» Your goal
Rewrite the lines from the line with "Return one point per instance of the grey backdrop" up to and including the line with "pixel 130 202", putting "cabinet drawer" in place of "desk drawer" and changing nothing else.

» Extracted material
[BEGIN]

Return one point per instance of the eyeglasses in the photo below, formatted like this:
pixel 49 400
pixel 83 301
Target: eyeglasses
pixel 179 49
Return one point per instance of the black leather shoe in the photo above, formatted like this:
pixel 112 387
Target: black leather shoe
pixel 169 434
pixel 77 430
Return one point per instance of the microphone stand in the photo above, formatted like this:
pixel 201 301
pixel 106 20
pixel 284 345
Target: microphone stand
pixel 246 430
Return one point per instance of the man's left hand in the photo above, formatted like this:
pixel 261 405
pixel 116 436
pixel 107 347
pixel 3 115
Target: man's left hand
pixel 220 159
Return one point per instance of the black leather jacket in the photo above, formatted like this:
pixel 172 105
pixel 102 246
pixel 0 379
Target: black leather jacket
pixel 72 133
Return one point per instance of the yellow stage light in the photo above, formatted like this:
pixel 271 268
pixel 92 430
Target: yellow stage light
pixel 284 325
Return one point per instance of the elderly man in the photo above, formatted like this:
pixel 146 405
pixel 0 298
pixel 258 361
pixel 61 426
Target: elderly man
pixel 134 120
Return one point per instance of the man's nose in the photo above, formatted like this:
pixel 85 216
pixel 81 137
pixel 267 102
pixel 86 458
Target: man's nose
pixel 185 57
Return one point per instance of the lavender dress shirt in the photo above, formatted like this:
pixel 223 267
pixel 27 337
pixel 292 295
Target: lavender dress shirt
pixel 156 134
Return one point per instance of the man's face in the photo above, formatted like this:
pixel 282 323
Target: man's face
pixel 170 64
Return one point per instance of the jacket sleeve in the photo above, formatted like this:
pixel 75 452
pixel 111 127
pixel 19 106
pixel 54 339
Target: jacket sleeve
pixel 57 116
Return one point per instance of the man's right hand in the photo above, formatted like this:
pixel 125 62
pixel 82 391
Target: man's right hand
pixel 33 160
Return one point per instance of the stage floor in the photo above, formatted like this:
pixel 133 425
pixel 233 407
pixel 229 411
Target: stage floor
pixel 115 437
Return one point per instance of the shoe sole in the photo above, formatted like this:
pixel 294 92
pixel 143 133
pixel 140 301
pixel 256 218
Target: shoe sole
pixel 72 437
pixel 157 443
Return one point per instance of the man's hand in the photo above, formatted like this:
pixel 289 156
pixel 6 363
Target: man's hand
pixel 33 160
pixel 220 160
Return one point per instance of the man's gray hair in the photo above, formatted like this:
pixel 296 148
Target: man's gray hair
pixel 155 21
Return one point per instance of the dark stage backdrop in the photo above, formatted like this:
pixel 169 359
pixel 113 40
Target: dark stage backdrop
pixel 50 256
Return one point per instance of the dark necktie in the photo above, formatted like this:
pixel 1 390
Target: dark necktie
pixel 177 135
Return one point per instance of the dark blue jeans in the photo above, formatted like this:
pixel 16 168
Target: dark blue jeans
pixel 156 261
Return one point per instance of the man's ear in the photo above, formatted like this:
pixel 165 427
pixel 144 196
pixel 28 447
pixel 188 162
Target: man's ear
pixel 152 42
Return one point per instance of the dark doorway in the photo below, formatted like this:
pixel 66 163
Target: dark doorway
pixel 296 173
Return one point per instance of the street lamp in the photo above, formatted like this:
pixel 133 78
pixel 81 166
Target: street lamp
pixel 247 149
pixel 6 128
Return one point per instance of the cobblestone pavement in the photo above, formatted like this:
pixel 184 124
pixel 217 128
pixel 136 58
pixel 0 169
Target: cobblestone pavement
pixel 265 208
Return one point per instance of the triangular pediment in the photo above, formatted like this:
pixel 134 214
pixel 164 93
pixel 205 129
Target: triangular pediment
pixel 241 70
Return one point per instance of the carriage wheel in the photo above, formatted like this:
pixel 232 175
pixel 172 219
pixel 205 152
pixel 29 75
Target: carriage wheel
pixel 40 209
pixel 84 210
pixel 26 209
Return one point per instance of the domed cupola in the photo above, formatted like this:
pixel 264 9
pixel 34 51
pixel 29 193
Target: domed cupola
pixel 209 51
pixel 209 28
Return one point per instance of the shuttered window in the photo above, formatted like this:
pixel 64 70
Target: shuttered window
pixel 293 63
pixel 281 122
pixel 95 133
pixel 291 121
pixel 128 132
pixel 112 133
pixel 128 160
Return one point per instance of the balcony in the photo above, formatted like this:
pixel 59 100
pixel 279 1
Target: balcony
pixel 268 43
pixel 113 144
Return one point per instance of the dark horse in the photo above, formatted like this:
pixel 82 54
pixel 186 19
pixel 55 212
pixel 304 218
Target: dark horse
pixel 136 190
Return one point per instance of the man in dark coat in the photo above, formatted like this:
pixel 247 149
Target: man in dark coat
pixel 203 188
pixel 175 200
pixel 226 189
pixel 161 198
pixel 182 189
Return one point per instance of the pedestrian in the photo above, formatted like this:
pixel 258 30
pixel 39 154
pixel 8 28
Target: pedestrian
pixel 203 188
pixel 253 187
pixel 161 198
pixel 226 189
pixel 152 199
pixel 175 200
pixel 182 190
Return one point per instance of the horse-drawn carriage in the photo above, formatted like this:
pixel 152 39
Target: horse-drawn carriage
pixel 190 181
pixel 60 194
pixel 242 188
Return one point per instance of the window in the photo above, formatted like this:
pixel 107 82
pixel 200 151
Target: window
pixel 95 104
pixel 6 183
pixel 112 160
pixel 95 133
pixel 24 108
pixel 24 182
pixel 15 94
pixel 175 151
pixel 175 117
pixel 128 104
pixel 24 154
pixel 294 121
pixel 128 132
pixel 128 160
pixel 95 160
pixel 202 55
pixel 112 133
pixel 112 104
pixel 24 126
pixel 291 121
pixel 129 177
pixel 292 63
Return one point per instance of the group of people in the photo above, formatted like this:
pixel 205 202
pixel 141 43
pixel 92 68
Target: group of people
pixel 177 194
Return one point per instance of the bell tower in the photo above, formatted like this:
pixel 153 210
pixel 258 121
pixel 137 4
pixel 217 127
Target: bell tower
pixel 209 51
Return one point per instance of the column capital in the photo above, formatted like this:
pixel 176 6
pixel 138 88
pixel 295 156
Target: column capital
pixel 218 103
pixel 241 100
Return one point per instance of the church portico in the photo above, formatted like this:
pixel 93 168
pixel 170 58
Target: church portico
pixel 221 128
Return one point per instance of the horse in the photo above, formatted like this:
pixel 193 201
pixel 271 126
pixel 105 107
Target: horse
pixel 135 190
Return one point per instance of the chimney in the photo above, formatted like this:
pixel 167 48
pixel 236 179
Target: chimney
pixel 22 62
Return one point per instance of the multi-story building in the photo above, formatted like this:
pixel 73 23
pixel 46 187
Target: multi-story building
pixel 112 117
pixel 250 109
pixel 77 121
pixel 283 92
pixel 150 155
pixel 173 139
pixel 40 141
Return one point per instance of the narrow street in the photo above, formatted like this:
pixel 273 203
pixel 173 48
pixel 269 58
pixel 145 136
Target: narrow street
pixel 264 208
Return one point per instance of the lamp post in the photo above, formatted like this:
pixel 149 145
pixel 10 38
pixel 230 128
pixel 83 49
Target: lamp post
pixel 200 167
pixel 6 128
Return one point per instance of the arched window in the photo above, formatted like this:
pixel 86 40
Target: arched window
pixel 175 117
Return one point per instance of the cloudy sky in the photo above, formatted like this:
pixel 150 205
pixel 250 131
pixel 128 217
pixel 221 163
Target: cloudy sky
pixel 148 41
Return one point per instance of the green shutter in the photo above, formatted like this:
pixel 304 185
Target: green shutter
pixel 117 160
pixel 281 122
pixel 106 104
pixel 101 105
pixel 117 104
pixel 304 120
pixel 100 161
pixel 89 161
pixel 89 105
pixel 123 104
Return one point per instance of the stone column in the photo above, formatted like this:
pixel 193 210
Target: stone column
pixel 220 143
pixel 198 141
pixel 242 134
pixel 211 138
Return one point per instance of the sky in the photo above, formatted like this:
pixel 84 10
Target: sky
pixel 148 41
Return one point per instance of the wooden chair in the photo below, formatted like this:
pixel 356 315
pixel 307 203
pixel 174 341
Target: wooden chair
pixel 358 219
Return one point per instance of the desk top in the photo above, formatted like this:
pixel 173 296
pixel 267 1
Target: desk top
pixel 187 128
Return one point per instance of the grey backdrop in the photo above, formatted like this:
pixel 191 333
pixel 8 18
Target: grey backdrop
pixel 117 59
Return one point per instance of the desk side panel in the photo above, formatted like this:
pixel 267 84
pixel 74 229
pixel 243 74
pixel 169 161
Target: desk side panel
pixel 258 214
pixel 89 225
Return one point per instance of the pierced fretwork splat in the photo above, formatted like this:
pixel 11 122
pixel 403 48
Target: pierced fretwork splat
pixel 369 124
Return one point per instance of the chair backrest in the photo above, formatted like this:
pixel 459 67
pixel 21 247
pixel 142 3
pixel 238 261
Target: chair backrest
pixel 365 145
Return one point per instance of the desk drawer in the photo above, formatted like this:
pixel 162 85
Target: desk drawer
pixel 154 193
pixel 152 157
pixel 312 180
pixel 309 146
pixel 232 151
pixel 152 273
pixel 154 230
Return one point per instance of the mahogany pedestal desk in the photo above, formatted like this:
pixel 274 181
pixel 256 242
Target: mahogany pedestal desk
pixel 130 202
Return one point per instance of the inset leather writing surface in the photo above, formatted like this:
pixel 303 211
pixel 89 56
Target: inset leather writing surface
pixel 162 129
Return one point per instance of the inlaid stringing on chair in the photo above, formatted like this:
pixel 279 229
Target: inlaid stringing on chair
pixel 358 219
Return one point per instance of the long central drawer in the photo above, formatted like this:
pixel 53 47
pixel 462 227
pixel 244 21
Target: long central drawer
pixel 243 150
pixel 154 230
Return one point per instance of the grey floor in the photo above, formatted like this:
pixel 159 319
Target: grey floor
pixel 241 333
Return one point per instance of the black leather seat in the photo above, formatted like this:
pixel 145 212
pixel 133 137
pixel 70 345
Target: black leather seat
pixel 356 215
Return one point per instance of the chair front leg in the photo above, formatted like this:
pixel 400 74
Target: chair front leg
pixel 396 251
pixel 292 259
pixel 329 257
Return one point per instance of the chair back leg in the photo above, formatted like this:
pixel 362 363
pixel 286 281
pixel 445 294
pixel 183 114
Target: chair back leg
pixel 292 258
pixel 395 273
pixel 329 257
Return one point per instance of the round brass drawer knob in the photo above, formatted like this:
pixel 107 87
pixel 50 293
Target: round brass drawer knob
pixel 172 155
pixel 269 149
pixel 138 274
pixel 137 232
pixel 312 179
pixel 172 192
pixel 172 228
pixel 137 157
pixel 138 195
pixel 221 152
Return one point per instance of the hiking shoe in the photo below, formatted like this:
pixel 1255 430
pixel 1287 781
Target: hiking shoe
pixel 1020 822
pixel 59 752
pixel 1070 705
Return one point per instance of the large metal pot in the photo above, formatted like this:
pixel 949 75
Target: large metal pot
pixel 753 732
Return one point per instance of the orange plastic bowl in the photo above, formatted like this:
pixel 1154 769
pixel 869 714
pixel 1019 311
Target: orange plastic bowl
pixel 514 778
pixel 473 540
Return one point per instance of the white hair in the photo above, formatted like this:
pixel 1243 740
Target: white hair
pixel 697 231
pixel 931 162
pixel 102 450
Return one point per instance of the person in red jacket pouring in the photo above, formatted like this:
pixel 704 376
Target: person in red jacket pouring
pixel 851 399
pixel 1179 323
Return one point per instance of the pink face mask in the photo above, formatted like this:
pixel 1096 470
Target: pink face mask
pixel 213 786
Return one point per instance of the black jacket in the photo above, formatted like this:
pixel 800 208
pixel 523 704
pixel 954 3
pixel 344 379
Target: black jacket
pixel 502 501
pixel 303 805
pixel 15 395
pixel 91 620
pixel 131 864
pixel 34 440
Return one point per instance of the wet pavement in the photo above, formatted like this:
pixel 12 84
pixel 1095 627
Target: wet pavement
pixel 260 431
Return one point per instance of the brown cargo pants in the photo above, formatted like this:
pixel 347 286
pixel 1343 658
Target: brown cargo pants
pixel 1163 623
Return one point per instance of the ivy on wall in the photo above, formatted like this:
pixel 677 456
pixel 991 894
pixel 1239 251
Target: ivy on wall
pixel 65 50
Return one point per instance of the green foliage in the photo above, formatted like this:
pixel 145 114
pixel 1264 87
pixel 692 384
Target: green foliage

[END]

» Solution to this problem
Return one point per instance of the grey backdrop in the photo above, formatted like this:
pixel 191 333
pixel 8 18
Target: grey backdrop
pixel 117 59
Return one point per instance of the desk side panel in the photo above, formatted like this:
pixel 267 84
pixel 74 229
pixel 243 74
pixel 169 161
Target: desk side panel
pixel 258 214
pixel 89 225
Return one point per instance of the pierced fretwork splat in the photo above, formatted like this:
pixel 11 122
pixel 403 48
Target: pierced fretwork splat
pixel 369 124
Return one point per instance of the chair backrest in the photo above, formatted like this:
pixel 459 67
pixel 21 247
pixel 142 3
pixel 238 261
Target: chair backrest
pixel 365 145
Return one point per instance of the cabinet drawer in the photo above, formatted like this:
pixel 162 85
Target: cabinet drawer
pixel 154 193
pixel 152 157
pixel 312 180
pixel 309 146
pixel 232 151
pixel 152 273
pixel 154 230
Return one point per instance of the mahogany pedestal desk in the photo above, formatted like this:
pixel 274 181
pixel 256 242
Target: mahogany pedestal desk
pixel 130 202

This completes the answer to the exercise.